Directions for this task
Reproduce all of the records below word for word, keeping every point.

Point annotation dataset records
● ● ● ● ● ● ●
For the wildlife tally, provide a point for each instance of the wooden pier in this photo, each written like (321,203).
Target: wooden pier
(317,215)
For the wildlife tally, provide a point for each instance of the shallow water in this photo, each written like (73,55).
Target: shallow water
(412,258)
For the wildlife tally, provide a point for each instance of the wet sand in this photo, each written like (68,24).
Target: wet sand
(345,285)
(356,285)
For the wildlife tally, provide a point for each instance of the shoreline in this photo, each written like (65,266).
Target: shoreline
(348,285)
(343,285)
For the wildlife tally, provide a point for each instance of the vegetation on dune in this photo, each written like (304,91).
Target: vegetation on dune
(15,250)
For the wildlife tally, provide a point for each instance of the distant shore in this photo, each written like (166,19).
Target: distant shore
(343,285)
● ● ● ● ● ● ●
Task response
For the wildlife tally, provide a point for each instance of the wooden pier in this photo, each written like (321,203).
Target: wooden pier
(317,215)
For the wildlife tally, provide a point for each instance of the shallow water in this photo, each written like (73,55).
Target: shallow water
(412,258)
For the wildlife tally, provide a point for each instance of the wet sand in this photo, each written like (68,24).
Target: wet sand
(345,285)
(356,285)
For the wildlife tally, provide a point for each instance of the shoreline in this photo, each written like (65,266).
Target: shoreline
(348,285)
(343,285)
For the wildlife tally, provide a point for each instance of the vegetation on dune in this photo, each written like (304,91).
Target: vegetation on dune
(15,250)
For the wildlife tally, provide a point for each instance of the distant shore in this photo, each written like (166,19).
Target: distant shore
(343,285)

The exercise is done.